▶ [Provided passage]:

Freedom Fighter of the Month
April 2010 – Madeline Martinez
Oregon NORML, World Famous Cannabis Café
By Russ Belville, NORML Outreach Coordinator
In the two decades of the Freedom Fighter of the Month, only eleven activists have been named twice. We’re proud to announce our latest Freedom Fighter, Madeline Martinez, who is our twelfth double-winner.
Martinez won her first FFOM in March 2003 for her work as executive director of Oregon NORML. She organizes the largest NORML chapter in the country and produces three public cannabis events in Portland: the Global Cannabis March, the Portland Hempstalk festival, and the Oregon Medical Cannabis Awards. Her chapter also holds twice-monthly patient-only meetings, distributing cuttings and medicine to the needy. She also lobbied in Salem to protect Oregon’s medical marijuana act from terrible restrictions offered by business, construction, and law enforcement lobbyists.

Stored data entries
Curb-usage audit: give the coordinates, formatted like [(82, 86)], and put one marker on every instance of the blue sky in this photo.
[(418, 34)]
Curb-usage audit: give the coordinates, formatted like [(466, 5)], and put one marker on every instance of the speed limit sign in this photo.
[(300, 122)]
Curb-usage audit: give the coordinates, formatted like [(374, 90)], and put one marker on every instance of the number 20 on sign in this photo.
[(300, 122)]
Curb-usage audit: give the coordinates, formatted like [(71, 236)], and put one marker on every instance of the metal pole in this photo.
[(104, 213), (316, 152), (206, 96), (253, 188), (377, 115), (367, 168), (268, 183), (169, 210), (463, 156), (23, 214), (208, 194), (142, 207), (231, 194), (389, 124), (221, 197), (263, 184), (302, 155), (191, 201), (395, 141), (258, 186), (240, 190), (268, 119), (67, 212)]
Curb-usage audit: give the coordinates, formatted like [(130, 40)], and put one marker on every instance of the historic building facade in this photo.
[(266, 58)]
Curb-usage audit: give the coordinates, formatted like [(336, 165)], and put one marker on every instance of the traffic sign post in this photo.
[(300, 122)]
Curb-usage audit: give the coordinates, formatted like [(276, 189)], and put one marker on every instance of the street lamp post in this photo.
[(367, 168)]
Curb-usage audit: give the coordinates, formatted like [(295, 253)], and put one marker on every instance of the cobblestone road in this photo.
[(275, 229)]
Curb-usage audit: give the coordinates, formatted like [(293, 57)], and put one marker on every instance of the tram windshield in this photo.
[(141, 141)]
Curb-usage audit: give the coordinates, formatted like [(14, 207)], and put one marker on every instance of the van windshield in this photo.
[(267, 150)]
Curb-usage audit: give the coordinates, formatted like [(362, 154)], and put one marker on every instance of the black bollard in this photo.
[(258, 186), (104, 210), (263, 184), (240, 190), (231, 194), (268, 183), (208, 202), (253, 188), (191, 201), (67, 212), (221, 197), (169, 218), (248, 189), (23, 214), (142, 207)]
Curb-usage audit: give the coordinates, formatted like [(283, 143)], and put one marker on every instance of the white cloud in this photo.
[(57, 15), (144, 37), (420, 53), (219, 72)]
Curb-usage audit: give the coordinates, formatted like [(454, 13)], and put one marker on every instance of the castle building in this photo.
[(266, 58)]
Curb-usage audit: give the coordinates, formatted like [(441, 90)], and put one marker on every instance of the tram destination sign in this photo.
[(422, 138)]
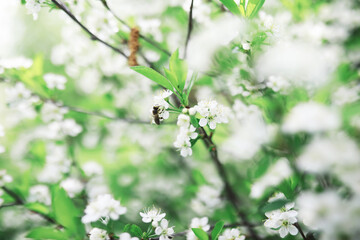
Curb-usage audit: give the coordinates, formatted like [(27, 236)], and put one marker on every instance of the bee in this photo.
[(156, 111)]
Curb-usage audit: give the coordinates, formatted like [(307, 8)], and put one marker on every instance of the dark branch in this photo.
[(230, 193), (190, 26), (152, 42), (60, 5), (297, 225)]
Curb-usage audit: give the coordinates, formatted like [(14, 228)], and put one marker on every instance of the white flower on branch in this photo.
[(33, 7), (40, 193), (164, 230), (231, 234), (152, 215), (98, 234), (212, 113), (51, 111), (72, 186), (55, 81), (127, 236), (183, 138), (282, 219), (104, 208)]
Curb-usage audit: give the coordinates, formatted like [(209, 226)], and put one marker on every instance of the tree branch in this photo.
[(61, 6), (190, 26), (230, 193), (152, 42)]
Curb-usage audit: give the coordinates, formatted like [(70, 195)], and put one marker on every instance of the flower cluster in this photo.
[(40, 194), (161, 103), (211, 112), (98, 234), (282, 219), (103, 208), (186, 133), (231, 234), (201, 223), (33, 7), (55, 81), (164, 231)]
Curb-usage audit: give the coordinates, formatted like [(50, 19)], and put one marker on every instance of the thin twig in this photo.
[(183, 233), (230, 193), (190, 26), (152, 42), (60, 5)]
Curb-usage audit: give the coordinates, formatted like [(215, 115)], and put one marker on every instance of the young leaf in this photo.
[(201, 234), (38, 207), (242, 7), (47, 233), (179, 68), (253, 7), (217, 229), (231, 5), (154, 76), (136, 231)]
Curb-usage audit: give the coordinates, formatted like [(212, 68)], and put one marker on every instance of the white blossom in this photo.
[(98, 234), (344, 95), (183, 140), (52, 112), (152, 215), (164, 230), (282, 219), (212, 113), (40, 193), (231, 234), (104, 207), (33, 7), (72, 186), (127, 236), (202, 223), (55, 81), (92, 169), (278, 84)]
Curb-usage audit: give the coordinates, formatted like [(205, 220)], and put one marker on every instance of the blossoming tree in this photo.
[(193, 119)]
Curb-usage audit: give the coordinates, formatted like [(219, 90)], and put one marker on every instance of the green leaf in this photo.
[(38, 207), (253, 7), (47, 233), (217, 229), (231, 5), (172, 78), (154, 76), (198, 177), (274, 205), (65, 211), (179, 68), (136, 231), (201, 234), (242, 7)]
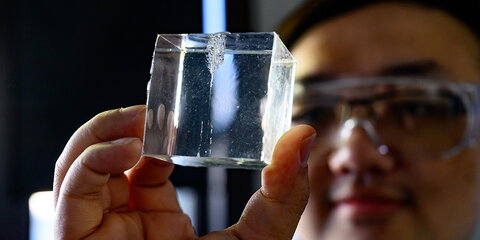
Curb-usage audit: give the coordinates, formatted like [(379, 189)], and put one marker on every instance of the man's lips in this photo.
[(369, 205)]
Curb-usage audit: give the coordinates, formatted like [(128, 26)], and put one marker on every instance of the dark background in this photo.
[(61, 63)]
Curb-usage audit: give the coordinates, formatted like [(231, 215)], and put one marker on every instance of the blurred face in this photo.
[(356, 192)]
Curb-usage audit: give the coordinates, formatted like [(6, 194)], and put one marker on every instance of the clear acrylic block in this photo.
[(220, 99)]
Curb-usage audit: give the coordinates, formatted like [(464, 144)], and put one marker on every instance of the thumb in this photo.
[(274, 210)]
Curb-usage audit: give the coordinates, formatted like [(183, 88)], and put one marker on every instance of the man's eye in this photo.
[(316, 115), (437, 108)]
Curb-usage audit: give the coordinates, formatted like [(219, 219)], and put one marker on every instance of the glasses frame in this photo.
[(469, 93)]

▶ [Required work]:
1. In the Freedom Fighter profile, why is Madeline Martinez called the twelfth double-winner?
2. Copy word for word the part of the Freedom Fighter profile running from "Martinez won her" down to "law enforcement lobbyists.".

▶ [Responses for each task]:
1. She first won the award in March 2003 for her work as executive director of Oregon NORML and is now named again for April 2010. Only eleven activists had been named twice before her.

2.
Martinez won her first FFOM in March 2003 for her work as executive director of Oregon NORML. She organizes the largest NORML chapter in the country and produces three public cannabis events in Portland: the Global Cannabis March, the Portland Hempstalk festival, and the Oregon Medical Cannabis Awards. Her chapter also holds twice-monthly patient-only meetings, distributing cuttings and medicine to the needy. She also lobbied in Salem to protect Oregon’s medical marijuana act from terrible restrictions offered by business, construction, and law enforcement lobbyists.